## Exercise objective
Output all of the material once more, so that every line matches the original exactly.
===
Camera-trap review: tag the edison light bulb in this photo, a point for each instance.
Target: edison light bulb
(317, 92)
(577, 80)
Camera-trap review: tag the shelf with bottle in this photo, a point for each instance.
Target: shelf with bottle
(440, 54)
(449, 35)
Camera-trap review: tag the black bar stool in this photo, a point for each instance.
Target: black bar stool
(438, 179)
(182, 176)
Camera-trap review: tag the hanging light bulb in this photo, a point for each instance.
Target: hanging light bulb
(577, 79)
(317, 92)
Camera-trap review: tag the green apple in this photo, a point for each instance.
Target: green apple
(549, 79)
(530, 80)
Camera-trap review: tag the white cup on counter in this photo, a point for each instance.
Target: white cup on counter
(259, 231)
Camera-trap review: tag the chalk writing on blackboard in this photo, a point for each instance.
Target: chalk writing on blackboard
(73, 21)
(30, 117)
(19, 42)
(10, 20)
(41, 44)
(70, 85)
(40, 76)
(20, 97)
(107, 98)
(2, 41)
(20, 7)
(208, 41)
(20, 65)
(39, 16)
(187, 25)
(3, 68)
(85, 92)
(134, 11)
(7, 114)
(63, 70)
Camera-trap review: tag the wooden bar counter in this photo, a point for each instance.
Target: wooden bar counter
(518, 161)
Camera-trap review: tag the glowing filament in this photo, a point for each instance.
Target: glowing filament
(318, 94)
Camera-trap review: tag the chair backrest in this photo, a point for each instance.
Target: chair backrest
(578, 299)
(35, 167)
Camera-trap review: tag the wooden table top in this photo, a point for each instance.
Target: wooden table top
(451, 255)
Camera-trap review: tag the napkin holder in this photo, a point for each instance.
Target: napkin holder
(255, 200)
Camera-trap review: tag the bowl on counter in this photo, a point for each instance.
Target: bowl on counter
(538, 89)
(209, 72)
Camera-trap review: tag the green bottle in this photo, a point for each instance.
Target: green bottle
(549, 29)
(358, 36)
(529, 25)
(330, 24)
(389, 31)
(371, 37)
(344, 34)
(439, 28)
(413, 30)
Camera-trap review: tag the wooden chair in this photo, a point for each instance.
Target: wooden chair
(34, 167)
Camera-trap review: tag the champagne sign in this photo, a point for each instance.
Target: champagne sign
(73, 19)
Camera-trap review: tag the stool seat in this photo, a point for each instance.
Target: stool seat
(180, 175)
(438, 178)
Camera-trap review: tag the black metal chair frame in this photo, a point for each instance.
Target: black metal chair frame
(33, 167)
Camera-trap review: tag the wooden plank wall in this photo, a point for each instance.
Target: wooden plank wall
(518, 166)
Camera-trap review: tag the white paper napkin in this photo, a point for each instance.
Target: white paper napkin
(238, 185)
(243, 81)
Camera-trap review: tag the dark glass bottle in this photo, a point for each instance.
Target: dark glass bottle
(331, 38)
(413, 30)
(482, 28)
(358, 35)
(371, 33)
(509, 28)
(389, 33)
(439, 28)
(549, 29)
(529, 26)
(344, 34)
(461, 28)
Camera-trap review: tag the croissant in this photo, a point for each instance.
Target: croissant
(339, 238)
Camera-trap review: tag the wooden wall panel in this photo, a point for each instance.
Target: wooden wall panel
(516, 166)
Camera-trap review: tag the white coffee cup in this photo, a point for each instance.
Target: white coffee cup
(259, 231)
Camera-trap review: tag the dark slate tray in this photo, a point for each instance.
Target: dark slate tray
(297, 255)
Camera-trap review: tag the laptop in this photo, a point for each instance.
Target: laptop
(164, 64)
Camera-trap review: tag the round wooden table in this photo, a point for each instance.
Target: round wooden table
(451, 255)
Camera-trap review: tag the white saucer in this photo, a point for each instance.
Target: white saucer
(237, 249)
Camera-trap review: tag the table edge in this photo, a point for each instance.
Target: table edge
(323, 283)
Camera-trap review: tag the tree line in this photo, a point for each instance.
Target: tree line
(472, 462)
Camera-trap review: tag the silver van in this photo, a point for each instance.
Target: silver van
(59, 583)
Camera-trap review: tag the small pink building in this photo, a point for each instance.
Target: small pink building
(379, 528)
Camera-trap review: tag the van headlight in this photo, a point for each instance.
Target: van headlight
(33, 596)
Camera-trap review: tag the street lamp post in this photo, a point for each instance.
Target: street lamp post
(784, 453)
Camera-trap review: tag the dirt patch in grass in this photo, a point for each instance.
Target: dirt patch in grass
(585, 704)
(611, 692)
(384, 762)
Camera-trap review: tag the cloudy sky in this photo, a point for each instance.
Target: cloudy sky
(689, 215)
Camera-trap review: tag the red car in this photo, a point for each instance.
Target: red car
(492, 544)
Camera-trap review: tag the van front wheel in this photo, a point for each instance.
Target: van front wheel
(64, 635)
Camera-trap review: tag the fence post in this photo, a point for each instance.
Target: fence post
===
## Task answer
Camera-trap review: tag the edison light bulb in this photo, a point for each instance.
Target: edison light bulb
(317, 92)
(577, 80)
Camera-trap review: tag the shelf with bottle in this photo, a point for each instance.
Target: shelf with bottle
(440, 54)
(449, 35)
Camera-trap review: tag the black bar stool in this photo, a point for each instance.
Target: black bar stool
(438, 179)
(182, 176)
Camera-trap review: tag the hanging light bulb in this photo, a point for each instance.
Target: hanging light bulb
(577, 79)
(317, 92)
Camera-trap review: tag the green apple in this photo, a point for each instance.
Target: green apple
(549, 79)
(530, 80)
Camera-trap review: tag the white cup on counter in this photo, a point for each instance.
Target: white cup on counter
(259, 231)
Camera-trap review: tag the chalk writing on blackboard in this photo, a point for each instance.
Target: chalk writing on blackboard
(73, 21)
(30, 117)
(19, 42)
(10, 20)
(41, 44)
(70, 85)
(40, 76)
(20, 97)
(107, 98)
(2, 41)
(20, 7)
(208, 41)
(20, 65)
(39, 16)
(187, 25)
(3, 68)
(85, 92)
(134, 11)
(7, 114)
(63, 70)
Camera-trap review: tag the wooden bar counter in this photo, a point for each instance.
Target: wooden bar counter
(518, 161)
Camera-trap review: tag the glowing filament in this photo, a point for each instance.
Target: glowing filament
(318, 94)
Camera-trap review: tag the chair backrest in this photo, a point for each instance.
Target: chair backrest
(578, 299)
(35, 167)
Camera-trap review: tag the wooden table top in this photo, a point for each instance.
Target: wooden table top
(451, 255)
Camera-trap review: tag the napkin holder in this photo, a point for each instance.
Target: napkin holder
(255, 200)
Camera-trap review: tag the bowl on counter in this photo, a point for each instance.
Target: bowl on counter
(538, 89)
(209, 72)
Camera-trap review: tag the green bottle in this photo, a point for each instance.
Target: green bottle
(549, 29)
(358, 36)
(529, 25)
(330, 24)
(389, 31)
(371, 37)
(344, 34)
(439, 28)
(413, 30)
Camera-trap review: tag the wooden chair in this photo, a point for each instance.
Target: wooden chair
(34, 167)
Camera-trap review: tag the champagne sign in this photo, a point for each instance.
Target: champagne sign
(73, 19)
Camera-trap review: tag the stool seat in this photo, a point for each instance.
Target: stool seat
(180, 175)
(438, 178)
Camera-trap review: tag the black metal chair frame in this photo, a point for each instance.
Target: black metal chair frame
(33, 167)
Camera-trap review: tag the wooden plank wall in this photo, a point for each instance.
Target: wooden plank wall
(518, 166)
Camera-trap review: tag the white paper napkin in this photo, a point for each instance.
Target: white paper napkin
(238, 185)
(243, 81)
Camera-trap review: tag the dark glass bottle in this photo, a point for each instance.
Target: dark glass bottle
(331, 38)
(413, 30)
(482, 28)
(358, 35)
(371, 33)
(509, 28)
(389, 33)
(439, 28)
(549, 29)
(529, 26)
(344, 34)
(461, 28)
Camera-trap review: tag the croissant in this photo, a point for each instance.
Target: croissant
(339, 238)
Camera-trap review: tag the wooden wall panel in this photo, a point for each instance.
Target: wooden wall panel
(516, 166)
Camera-trap review: tag the white coffee cup in this photo, a point for each instance.
Target: white coffee cup
(259, 231)
Camera-trap review: tag the dark slate tray in this photo, a point for each instance.
Target: dark slate tray
(297, 255)
Camera-trap review: tag the laptop in this photo, a point for each instance.
Target: laptop
(164, 64)
Camera-trap review: tag the round wooden table in this photo, a point for each instance.
Target: round wooden table
(451, 255)
Camera-trap review: tag the white saucer in this photo, a point for each instance.
Target: white saucer
(237, 249)
Camera-trap review: tag the table edge in this photo, a point for each instance.
Target: table edge
(323, 283)
Camera-trap review: tag the tree line in this photo, a point for each instance.
Target: tree line
(472, 462)
Camera-trap review: tag the silver van in this photo, a point for each instance.
Target: silver van
(59, 583)
Camera-trap review: tag the small pink building in this photo, a point for each instance.
Target: small pink building
(379, 528)
Camera-trap review: tag the van headlight in this photo, a point for each instance.
Target: van headlight
(33, 596)
Camera-trap review: tag the street lamp post in this photo, a point for each instance.
Target: street lamp post
(784, 453)
Camera-trap review: tag the dirt patch in grass in this photo, a point for each instance.
Target: dirt patch in grass
(585, 704)
(611, 692)
(384, 762)
Camera-trap review: tag the cloudy sky in this photo, a point for each instance.
Target: cloudy sky
(689, 215)
Camera-trap review: tag the red car in this photo, a point for each instance.
Target: red car
(492, 544)
Camera-trap review: tag the van front wheel in this photo, a point for each instance.
Target: van front wheel
(64, 635)
Camera-trap review: tag the fence post in this photo, a point for each instance.
Target: fence post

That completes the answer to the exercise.